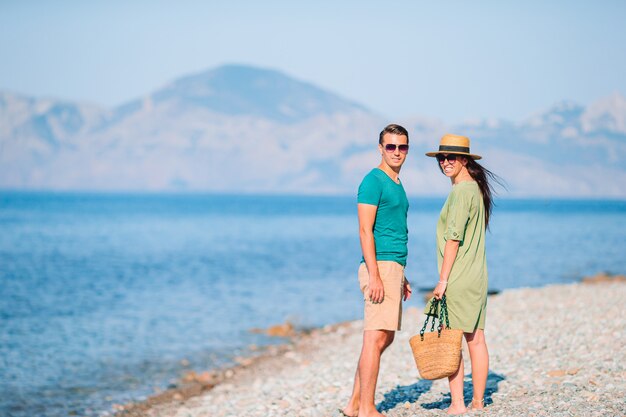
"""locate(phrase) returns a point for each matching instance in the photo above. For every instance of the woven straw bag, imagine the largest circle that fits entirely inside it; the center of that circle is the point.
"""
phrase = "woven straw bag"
(437, 354)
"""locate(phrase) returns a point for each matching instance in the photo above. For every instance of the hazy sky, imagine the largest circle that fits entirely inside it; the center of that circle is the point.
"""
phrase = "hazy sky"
(451, 60)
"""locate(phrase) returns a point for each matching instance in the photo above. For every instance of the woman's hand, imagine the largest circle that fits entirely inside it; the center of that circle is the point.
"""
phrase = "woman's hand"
(440, 289)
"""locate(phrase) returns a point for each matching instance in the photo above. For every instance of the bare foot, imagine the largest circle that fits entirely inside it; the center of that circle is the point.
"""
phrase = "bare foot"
(478, 404)
(456, 409)
(349, 411)
(373, 413)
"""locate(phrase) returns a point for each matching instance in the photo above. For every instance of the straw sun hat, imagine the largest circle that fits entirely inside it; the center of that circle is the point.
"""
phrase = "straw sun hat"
(456, 144)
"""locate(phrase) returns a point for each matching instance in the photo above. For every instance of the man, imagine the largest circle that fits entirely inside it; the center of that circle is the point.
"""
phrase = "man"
(382, 211)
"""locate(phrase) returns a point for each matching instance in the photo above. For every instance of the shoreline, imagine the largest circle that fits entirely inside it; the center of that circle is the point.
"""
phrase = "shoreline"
(196, 390)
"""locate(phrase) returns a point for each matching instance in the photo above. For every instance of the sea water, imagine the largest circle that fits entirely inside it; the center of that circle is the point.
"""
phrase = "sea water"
(106, 297)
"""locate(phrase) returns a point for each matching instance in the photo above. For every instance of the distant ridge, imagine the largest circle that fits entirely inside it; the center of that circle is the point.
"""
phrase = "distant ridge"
(242, 90)
(241, 129)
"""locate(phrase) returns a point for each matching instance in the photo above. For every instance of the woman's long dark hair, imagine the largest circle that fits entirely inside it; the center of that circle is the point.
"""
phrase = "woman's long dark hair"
(485, 179)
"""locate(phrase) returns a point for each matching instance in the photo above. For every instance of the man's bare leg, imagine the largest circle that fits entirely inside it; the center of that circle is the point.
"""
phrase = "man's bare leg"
(374, 344)
(352, 409)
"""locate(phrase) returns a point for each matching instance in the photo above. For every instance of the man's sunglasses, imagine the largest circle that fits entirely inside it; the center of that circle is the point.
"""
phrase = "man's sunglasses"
(390, 147)
(450, 157)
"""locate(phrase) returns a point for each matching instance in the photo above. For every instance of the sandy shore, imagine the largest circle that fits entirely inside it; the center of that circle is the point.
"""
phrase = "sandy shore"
(555, 351)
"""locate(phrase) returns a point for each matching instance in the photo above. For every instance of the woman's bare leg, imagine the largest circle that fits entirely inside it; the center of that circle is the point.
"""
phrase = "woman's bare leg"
(480, 365)
(456, 391)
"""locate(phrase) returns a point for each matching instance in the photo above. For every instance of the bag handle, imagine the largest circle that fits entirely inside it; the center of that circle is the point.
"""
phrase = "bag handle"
(432, 312)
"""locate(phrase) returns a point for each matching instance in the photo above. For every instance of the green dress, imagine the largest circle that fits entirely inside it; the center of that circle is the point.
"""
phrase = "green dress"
(462, 218)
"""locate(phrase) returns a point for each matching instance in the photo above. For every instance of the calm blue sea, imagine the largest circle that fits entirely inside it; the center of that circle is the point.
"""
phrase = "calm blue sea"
(103, 296)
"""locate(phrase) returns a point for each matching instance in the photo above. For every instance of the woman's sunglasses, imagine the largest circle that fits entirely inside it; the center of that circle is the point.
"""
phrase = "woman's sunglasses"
(390, 147)
(451, 158)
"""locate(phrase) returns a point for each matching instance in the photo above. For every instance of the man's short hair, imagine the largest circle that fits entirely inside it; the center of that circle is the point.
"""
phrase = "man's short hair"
(394, 130)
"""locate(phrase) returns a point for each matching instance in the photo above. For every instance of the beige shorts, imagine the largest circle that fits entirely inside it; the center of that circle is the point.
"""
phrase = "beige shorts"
(388, 314)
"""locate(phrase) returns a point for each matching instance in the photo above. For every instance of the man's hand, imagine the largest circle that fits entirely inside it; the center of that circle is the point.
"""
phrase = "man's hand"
(376, 290)
(440, 289)
(406, 290)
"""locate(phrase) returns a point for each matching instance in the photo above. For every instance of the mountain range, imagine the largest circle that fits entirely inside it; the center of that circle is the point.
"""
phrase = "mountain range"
(241, 129)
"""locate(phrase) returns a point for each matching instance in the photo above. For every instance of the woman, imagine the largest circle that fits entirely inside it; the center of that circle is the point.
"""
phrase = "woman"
(461, 259)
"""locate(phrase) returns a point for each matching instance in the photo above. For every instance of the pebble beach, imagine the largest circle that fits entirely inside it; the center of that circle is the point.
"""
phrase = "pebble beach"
(554, 351)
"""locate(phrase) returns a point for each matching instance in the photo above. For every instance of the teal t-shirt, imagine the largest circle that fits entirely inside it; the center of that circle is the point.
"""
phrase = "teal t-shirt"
(390, 227)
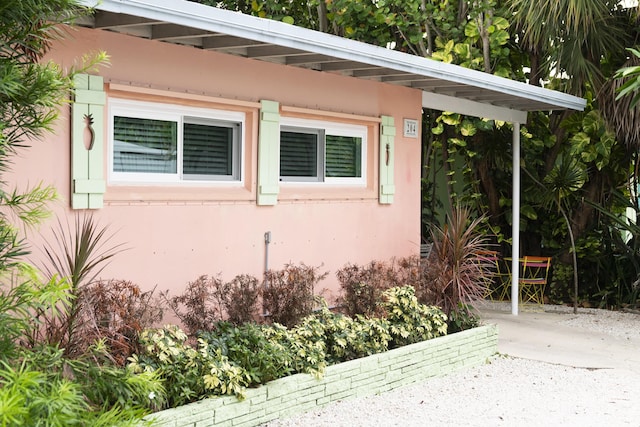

> **Goal**: Pull out every line of the items above that contains the word "beige", matching case exactly.

> **Answer to this task**:
"""locate(phrase) returns a point for each matching instance in the photo above. For every instance of the beige shorts, imagine the largest circle that fits entirely inside it; the center of that circle is the point.
phrase = "beige shorts"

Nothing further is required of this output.